Transcribe the records below, reproducing every line character for character.

Stored data
★ ★ ★ ★ ★ ★ ★
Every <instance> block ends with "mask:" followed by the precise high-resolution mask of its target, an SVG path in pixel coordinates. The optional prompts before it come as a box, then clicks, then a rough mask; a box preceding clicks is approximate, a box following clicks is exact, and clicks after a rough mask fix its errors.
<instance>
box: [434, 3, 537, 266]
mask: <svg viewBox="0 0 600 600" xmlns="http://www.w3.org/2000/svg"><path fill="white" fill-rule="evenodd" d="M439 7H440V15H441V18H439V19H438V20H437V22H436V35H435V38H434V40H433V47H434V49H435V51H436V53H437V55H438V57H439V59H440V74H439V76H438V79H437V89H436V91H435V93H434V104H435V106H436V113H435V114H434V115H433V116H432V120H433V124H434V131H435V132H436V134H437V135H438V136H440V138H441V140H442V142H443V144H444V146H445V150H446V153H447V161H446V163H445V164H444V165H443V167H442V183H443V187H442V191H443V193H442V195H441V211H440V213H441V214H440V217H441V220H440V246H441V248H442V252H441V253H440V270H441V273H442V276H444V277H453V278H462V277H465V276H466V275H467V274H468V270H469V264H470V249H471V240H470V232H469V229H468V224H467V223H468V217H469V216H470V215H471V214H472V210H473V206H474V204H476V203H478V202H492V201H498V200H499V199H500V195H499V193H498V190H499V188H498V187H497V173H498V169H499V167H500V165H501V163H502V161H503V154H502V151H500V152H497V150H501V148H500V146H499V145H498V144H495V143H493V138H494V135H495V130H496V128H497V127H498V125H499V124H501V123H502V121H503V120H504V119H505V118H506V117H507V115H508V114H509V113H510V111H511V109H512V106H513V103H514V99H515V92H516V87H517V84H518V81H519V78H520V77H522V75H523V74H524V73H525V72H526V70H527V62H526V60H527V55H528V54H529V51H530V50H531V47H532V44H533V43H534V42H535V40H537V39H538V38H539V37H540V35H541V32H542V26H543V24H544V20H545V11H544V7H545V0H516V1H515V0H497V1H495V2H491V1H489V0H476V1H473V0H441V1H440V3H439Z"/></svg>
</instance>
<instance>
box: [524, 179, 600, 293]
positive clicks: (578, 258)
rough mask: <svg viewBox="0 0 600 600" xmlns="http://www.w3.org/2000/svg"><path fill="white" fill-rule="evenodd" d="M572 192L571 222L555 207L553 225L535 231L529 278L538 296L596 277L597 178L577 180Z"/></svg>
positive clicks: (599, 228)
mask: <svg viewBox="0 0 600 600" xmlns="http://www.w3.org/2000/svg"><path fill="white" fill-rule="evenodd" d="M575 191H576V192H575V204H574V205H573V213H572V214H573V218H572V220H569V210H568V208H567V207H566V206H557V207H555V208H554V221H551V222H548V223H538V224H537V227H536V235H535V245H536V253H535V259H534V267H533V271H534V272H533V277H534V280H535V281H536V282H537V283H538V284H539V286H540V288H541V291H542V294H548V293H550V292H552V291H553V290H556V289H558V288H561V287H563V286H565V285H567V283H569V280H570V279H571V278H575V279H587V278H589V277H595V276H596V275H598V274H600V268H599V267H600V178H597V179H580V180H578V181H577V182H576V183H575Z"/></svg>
★ ★ ★ ★ ★ ★ ★
Output for this task:
Every <instance> block ends with "mask:" followed by the precise high-resolution mask of its target, an SVG path in pixel coordinates. The optional prompts before it come as a box, then clicks, then a rough mask; a box preceding clicks is approximate, a box following clicks is exact, and clicks after a rough mask fix its errors.
<instance>
box: [434, 3, 537, 266]
mask: <svg viewBox="0 0 600 600" xmlns="http://www.w3.org/2000/svg"><path fill="white" fill-rule="evenodd" d="M439 7H440V15H441V18H439V19H438V20H437V22H436V35H435V38H434V40H433V47H434V49H435V51H436V53H437V55H438V57H439V59H440V74H439V76H438V79H437V89H436V91H435V93H434V104H435V106H436V113H435V114H434V115H433V116H432V120H433V124H434V131H435V132H436V134H437V135H438V136H440V138H441V140H442V142H443V144H444V146H445V150H446V153H447V161H446V163H445V164H444V165H443V167H442V183H443V187H442V191H443V193H442V195H441V211H440V213H441V214H440V217H441V220H440V246H441V248H442V252H441V253H440V270H441V273H442V276H444V277H453V278H462V277H465V276H466V275H467V274H468V270H469V264H470V249H471V240H470V232H469V229H468V224H467V223H468V217H469V216H470V215H471V214H472V210H473V206H474V204H476V203H478V202H492V201H498V200H499V199H500V195H499V193H498V190H499V188H498V187H497V173H498V169H499V167H500V165H501V163H502V161H503V154H502V151H500V152H497V150H501V148H500V146H499V145H498V144H495V143H493V138H494V135H495V130H496V128H497V127H498V125H499V124H501V123H502V121H503V120H504V119H505V118H506V117H507V115H508V114H509V113H510V111H511V109H512V106H513V103H514V99H515V92H516V87H517V84H518V81H519V78H520V77H522V75H523V74H524V73H525V72H526V70H527V62H526V60H527V55H528V54H529V51H530V50H531V47H532V44H533V43H534V42H535V40H537V39H538V38H539V37H540V35H541V32H542V26H543V24H544V20H545V11H544V7H545V0H516V1H515V0H497V1H495V2H491V1H489V0H476V1H473V0H441V1H440V3H439Z"/></svg>
</instance>
<instance>
box: [524, 179, 600, 293]
positive clicks: (578, 258)
rough mask: <svg viewBox="0 0 600 600" xmlns="http://www.w3.org/2000/svg"><path fill="white" fill-rule="evenodd" d="M572 192L571 222L555 207L553 225L535 231L529 278L538 296L596 277L597 178L577 180Z"/></svg>
positive clicks: (599, 228)
mask: <svg viewBox="0 0 600 600" xmlns="http://www.w3.org/2000/svg"><path fill="white" fill-rule="evenodd" d="M575 191H576V192H575V204H574V205H573V213H572V214H573V218H572V220H569V210H568V208H567V207H566V206H557V207H555V208H554V221H551V222H548V223H538V224H537V227H536V235H535V245H536V253H535V259H534V267H533V271H534V272H533V277H534V280H535V281H536V282H537V283H538V284H539V286H540V288H541V291H542V294H548V293H550V292H552V291H553V290H556V289H558V288H561V287H563V286H565V285H567V283H569V280H570V279H571V278H575V279H587V278H589V277H595V276H596V275H598V274H600V268H599V267H600V178H597V179H580V180H578V181H577V182H576V183H575Z"/></svg>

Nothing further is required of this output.